=== Text provided ===
....

Infection process of Puccinia hemerocallidis, the causal agent of daylily rust, and resistance responses in eight daylily cultivars, were studied macroscopically and microscopically. After germination of urediniospores, appressoria were formed at the tip of germ tubes and penetrated through stomatal openings. Intercellular hyphae aggregated and formed uredia under the infection sites, and released urediniospores after rupturing the epidermis. In highly resistant cultivars `Prairie Blue Eyes' and `Bertie Ferris', intercellular hyphal growth was restricted and uredia were not formed. No macroscopic symptoms of the disease were present on the leaf surface, although a few collapsed cells were observed microscopically. Both resistant and moderately resistant reactions were characterized by necrotic lesions with many collapsed cells under infection sites. The difference between these two reactions was that uredia and urediniospores were observed on the moderately resistant cultivar `Chicago Apache', but not on resistant cultivars, `Buttered Popcorn' and `Stella De Oro'. Sporulation was observed on both moderately susceptible and susceptible cultivars, but latent periods were delayed and the amount of urediniospore production was reduced on moderately susceptible cultivars, `Mary Todd' and `Chorus Line', compared to the susceptible cultivar `Pardon Me'. The results indicate that the hypersensitive cell death is one of the resistance responses to daylily rust, but necrotic lesions on leaf surfaces are associated with the amount of collapsed host cells. The delayed latent periods and reduced sporulation that resulted from restricted intercellular hyphal growth could represent another resistance mechanism in the daylily rust pathosystem.

....

=== Record excerpts ===

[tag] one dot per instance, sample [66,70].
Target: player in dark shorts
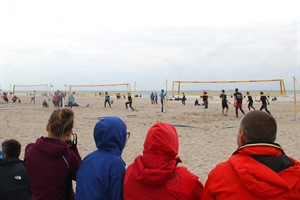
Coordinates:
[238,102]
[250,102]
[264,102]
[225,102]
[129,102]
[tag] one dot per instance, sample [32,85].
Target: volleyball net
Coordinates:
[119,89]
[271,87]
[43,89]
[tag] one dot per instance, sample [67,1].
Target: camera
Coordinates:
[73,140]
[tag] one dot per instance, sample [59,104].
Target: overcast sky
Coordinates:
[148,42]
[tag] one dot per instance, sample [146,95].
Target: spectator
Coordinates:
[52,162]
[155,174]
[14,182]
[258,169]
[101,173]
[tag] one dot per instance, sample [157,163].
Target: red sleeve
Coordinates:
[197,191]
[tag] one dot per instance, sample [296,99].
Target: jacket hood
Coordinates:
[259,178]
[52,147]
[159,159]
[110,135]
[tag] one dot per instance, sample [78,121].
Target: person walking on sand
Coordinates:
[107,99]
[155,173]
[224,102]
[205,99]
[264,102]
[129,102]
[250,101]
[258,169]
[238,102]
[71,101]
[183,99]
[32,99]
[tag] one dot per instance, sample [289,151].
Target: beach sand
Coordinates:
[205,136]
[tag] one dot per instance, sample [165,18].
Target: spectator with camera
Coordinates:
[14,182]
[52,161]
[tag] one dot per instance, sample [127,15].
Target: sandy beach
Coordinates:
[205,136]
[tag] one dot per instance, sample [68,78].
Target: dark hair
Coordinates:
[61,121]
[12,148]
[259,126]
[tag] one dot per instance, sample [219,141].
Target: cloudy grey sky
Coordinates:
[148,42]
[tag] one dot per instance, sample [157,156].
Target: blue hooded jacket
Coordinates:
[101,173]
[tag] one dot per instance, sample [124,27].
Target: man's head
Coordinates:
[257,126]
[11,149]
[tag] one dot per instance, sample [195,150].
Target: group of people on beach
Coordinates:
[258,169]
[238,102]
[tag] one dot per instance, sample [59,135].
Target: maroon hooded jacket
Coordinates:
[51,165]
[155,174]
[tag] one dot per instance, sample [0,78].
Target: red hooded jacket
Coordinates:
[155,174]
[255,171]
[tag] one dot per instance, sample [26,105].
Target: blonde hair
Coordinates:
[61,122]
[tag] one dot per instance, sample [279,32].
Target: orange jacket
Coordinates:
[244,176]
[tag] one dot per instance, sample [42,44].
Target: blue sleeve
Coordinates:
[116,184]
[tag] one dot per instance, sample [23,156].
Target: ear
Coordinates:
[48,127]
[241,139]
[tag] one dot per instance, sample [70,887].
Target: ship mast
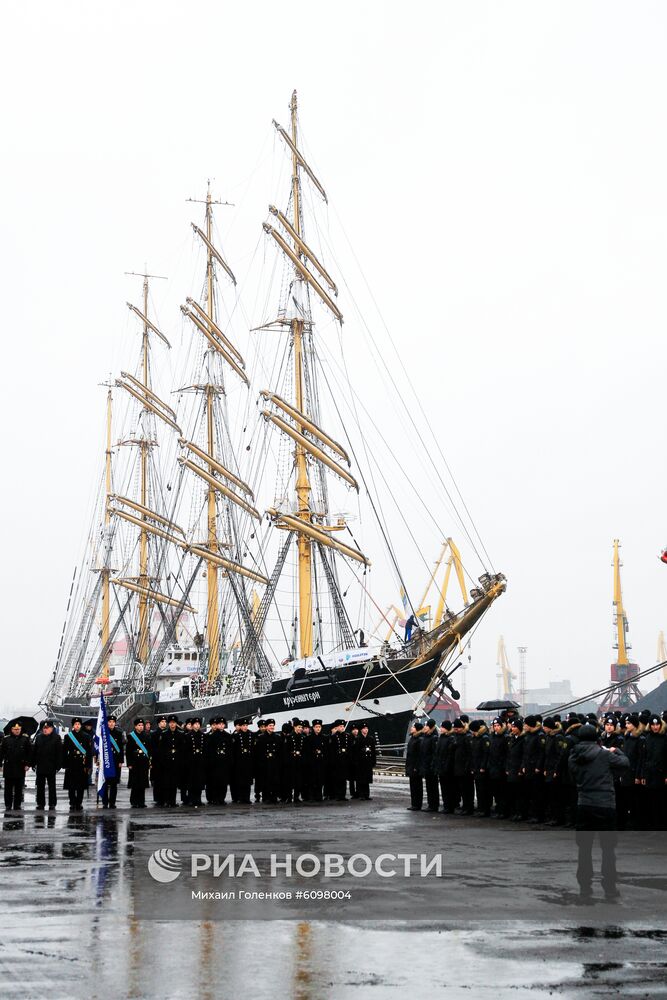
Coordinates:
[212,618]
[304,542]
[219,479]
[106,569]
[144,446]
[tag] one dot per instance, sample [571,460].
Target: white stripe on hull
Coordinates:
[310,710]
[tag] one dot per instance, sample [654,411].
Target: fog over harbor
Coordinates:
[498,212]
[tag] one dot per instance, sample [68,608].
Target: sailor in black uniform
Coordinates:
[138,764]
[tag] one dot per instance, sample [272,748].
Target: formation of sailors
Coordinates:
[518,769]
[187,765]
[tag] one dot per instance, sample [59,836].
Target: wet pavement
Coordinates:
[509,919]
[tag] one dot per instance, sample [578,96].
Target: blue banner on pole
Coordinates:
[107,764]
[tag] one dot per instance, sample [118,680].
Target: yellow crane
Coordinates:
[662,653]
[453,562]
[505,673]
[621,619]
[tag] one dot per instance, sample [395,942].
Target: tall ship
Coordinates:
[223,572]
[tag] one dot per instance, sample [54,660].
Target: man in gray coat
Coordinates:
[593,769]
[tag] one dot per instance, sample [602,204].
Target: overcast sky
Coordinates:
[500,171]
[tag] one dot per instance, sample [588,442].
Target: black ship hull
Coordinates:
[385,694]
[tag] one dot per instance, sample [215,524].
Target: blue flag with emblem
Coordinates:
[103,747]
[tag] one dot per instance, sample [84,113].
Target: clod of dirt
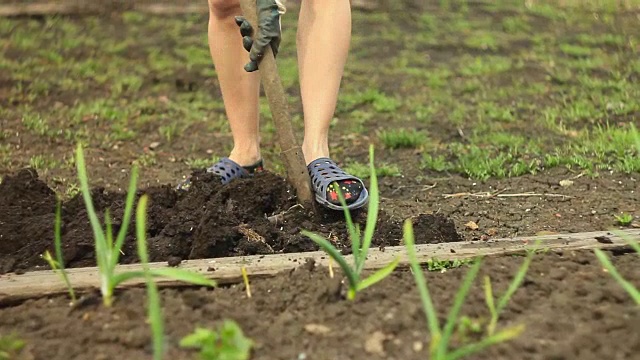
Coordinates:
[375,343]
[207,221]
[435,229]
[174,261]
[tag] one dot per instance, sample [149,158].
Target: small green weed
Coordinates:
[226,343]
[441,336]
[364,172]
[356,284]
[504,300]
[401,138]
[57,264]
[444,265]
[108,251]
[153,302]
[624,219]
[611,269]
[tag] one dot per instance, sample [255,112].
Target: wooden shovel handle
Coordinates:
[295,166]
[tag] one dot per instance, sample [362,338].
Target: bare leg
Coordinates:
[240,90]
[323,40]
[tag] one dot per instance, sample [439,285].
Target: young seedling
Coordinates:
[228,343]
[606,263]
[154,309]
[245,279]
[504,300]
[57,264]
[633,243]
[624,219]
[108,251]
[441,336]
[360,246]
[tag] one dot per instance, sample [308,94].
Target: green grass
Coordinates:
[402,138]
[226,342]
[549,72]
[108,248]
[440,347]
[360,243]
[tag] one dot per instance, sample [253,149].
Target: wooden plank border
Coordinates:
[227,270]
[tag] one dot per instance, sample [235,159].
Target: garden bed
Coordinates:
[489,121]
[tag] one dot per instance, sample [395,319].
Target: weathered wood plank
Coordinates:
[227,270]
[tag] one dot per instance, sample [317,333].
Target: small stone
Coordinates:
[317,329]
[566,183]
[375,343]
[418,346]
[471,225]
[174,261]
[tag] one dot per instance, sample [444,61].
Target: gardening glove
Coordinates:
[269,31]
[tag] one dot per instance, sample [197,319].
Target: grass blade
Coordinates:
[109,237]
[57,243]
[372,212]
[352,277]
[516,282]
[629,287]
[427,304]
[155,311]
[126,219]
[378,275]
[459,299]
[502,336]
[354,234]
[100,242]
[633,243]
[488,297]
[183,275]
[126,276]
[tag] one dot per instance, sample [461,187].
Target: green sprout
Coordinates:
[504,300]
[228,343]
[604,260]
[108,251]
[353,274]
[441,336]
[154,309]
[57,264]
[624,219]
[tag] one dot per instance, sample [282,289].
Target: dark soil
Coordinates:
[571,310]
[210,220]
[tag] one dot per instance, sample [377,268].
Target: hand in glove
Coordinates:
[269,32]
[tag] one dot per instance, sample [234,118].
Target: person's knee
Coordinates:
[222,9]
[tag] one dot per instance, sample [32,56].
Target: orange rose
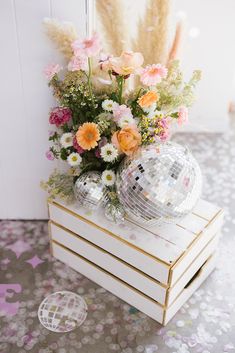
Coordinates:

....

=== Tasks ===
1. Name every daylily cultivar mentioned in the daylily rust text.
2. Translate into Spanish this sentence from the daylily rust text: "After germination of urediniospores, appressoria were formed at the tip of germ tubes and penetrated through stomatal openings."
The rows are not needed for any of the tasks.

=== Task answers ===
1. Prairie Blue Eyes, Bertie Ferris, Chicago Apache, Buttered Popcorn, Stella De Oro, Mary Todd, Chorus Line, Pardon Me

2. Tras la germinación de las urediniosporas, se formaron apresorios en el extremo de los tubos germinativos, que penetraron a través de las aberturas estomáticas.